Extrait du texte.
◆ ◆ ◆ ◆
Ces paroles m’ont fait pleurer de joie ! Car j’avais la sensation qu’enfin notre cri avait été entendu et que finalement la CPI dont vous êtes à la tête allait diligenter une enquête internationale que nous réclamons depuis longtemps. Mais à mesure que j’écoutais la nouvelle, j’ai compris que vous faisiez seulement allusion aux manifestations de Kinshasa du 19 septembre et dans lesquelles plus de 100 personnes auraient été tuées et plusieurs infrastructures détruites ou incendiées. Du coup, ma joie s’est transformée en colère. On dirait que j’étais devenu fou de rage. Je suis sorti et j’ai commencé à faire des va et vient dans la cour. Je parlais à moi-même. Les paroles n’arrivaient pas à sortir. Je murmurais. Les voisins m’ont vu et sont venus voir ce qui n’allait pas. Après avoir bégayé (alors que je ne suis pas bègue), j’ai pu crier à haute voix : prenons aussi des machettes ! J’ai commencé à transpirer et à trembler. Mes voisins m’ont calmé et m’ont fait asseoir.
◆ ◆ ◆ ◆
Exercice 1. Comptez les lignes des enregistrements ci-dessous qui contiennent la chaîne « limestone », en tenant compte de la casse, puis donnez uniquement ce nombre.
◆ ◆ ◆ ◆
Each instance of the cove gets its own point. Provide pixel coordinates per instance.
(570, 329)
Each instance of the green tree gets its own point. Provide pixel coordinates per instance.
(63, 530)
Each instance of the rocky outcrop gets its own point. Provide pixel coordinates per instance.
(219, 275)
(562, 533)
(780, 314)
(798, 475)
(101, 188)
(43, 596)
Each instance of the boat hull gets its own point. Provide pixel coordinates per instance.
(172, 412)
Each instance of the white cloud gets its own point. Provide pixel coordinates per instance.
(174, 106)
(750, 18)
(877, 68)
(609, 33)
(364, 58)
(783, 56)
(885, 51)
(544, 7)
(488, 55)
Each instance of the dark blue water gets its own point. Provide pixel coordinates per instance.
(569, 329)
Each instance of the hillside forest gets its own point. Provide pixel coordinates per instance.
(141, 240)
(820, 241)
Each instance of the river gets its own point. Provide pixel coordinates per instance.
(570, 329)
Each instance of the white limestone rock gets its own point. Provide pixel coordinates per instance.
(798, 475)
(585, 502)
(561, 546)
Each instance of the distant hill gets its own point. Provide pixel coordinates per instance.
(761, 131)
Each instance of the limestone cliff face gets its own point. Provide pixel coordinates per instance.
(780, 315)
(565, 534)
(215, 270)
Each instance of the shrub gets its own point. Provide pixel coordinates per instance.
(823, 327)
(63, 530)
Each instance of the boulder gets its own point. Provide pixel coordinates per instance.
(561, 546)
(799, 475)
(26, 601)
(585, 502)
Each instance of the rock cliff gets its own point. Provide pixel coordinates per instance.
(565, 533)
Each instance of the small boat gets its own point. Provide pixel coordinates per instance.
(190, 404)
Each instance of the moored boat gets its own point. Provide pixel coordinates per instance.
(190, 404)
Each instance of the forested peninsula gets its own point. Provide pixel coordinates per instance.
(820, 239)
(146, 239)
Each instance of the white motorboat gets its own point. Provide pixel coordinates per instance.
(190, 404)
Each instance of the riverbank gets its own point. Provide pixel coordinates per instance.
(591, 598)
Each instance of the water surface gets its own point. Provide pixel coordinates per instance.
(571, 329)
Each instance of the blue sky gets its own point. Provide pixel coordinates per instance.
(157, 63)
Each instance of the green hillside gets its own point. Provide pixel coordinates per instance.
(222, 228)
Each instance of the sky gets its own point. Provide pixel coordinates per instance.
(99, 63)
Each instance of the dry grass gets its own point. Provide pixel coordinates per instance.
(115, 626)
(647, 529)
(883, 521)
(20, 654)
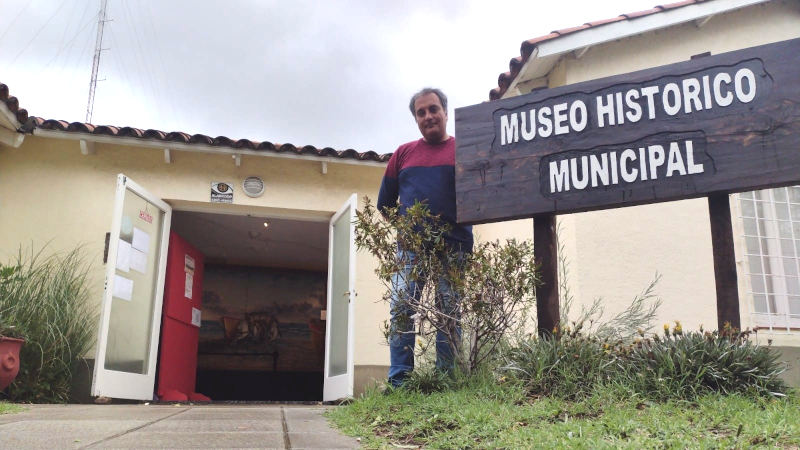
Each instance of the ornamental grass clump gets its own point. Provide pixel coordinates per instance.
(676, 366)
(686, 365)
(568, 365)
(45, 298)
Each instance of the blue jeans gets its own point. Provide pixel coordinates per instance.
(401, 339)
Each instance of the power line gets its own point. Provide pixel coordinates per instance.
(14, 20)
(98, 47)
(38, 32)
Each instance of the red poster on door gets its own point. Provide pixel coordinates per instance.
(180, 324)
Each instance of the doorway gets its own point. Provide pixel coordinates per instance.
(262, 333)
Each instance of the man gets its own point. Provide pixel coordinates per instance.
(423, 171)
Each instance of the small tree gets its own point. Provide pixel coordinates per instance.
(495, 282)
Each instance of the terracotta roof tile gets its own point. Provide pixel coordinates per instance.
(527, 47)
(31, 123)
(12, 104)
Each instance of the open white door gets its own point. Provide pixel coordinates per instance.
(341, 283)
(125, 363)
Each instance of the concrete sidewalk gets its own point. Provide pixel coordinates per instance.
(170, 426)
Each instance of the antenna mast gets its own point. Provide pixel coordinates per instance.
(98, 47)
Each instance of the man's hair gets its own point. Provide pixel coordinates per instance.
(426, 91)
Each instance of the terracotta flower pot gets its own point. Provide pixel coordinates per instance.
◆ ◆ ◆ ◆
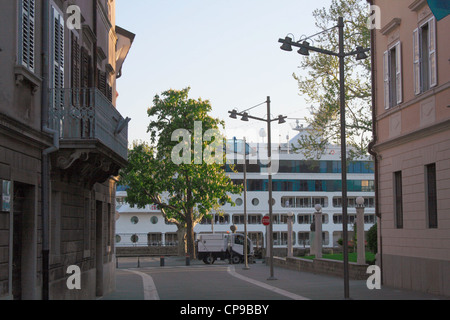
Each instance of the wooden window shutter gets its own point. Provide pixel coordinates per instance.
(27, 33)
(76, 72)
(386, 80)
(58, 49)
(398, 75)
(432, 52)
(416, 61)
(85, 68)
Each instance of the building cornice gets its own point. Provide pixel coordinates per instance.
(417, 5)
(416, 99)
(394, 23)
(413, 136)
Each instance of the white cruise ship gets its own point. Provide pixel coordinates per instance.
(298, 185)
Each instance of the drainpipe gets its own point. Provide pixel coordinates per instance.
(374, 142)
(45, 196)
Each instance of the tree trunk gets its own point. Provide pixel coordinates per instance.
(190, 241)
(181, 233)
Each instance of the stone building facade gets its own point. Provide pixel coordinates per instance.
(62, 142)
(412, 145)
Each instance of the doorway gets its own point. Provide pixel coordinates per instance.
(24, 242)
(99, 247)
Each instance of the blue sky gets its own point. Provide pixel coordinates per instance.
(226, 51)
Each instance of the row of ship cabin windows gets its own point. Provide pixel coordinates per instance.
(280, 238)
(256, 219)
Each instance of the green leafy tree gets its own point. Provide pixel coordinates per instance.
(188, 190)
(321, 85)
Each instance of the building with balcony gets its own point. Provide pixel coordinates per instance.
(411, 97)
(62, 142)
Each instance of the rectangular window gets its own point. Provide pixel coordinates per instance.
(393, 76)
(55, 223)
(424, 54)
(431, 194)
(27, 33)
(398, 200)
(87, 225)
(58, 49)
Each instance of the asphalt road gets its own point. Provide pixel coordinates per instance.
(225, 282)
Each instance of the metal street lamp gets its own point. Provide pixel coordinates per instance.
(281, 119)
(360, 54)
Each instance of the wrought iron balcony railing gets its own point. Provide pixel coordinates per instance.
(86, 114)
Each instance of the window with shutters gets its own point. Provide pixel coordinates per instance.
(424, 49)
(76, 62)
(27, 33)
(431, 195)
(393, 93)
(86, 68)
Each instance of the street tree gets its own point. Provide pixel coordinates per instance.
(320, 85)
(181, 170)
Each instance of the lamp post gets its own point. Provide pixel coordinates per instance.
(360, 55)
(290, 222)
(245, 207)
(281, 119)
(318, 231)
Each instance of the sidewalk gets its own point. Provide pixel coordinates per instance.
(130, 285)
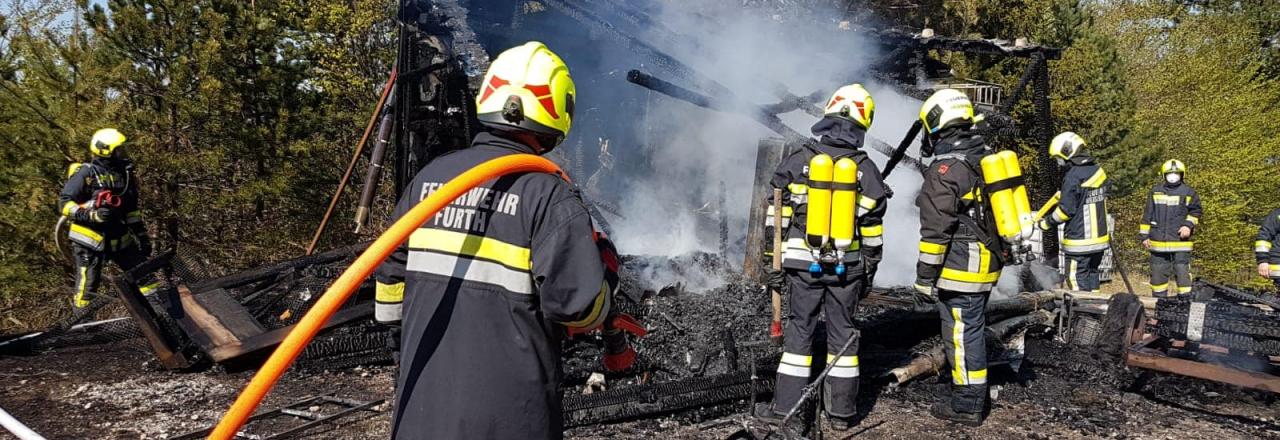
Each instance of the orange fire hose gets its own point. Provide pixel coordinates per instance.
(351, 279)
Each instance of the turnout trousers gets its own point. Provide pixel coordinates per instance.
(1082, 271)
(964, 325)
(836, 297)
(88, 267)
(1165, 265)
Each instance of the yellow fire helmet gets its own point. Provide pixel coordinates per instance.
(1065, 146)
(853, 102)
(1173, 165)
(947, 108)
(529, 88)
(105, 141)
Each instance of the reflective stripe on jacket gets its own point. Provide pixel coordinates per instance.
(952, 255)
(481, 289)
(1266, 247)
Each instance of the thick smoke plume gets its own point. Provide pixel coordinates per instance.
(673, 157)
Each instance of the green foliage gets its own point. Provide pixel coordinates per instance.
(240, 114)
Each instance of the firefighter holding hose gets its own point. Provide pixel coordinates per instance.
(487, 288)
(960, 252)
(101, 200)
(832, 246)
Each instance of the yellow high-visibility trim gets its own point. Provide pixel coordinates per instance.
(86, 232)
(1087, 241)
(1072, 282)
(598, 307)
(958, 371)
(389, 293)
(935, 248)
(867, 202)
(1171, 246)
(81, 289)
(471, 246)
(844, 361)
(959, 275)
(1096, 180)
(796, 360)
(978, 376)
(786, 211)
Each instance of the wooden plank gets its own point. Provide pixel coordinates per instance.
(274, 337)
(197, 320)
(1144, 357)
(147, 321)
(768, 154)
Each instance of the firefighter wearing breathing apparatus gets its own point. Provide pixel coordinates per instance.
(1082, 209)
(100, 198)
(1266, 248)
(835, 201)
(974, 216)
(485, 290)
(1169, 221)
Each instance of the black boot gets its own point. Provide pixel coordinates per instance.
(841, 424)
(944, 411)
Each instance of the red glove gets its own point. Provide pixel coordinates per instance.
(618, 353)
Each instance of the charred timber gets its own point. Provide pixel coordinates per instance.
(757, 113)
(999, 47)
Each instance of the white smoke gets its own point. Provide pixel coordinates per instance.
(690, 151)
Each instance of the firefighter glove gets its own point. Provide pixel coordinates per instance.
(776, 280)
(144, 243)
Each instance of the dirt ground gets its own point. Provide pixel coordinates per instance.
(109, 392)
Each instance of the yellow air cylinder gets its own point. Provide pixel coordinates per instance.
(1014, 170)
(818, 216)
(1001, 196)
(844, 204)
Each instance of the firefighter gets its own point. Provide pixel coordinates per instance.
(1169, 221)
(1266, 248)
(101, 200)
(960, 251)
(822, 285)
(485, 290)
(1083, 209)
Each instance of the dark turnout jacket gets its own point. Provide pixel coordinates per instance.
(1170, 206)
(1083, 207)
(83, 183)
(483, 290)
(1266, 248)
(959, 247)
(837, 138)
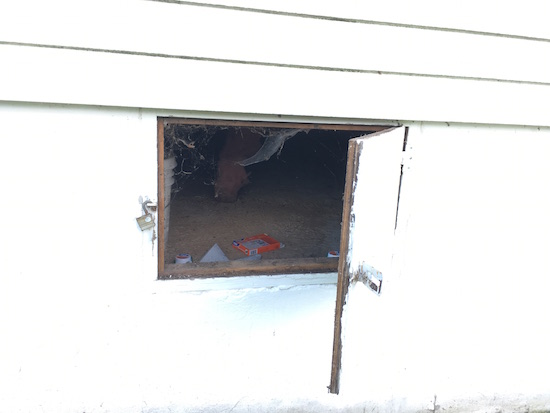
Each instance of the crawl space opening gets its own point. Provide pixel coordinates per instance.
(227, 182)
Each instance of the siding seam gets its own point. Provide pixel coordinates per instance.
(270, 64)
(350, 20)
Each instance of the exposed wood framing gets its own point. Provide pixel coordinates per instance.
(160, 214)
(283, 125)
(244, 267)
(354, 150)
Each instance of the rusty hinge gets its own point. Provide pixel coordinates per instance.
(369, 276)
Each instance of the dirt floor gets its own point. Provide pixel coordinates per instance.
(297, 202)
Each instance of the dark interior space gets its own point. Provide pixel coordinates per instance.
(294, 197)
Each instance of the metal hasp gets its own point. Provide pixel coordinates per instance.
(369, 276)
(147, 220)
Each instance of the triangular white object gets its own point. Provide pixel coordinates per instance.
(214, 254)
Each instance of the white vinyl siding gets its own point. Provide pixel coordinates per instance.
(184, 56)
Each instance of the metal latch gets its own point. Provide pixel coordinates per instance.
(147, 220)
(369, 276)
◆ ◆ ◆ ◆
Exercice 2.
Répondez aux questions suivantes sur le texte ci-dessus, en marquant chaque réponse comme sa question.
(a) À quelle date ont eu lieu les manifestations de Kinshasa mentionnées ?
(b) Combien de personnes auraient été tuées lors de ces manifestations ?
(c) Quels mots sont criés à haute voix après le bégaiement ?

Solution rédigée 1. 2

Solution rédigée 2.
(a) Le 19 septembre.
(b) Plus de 100 personnes.
(c) « prenons aussi des machettes ! »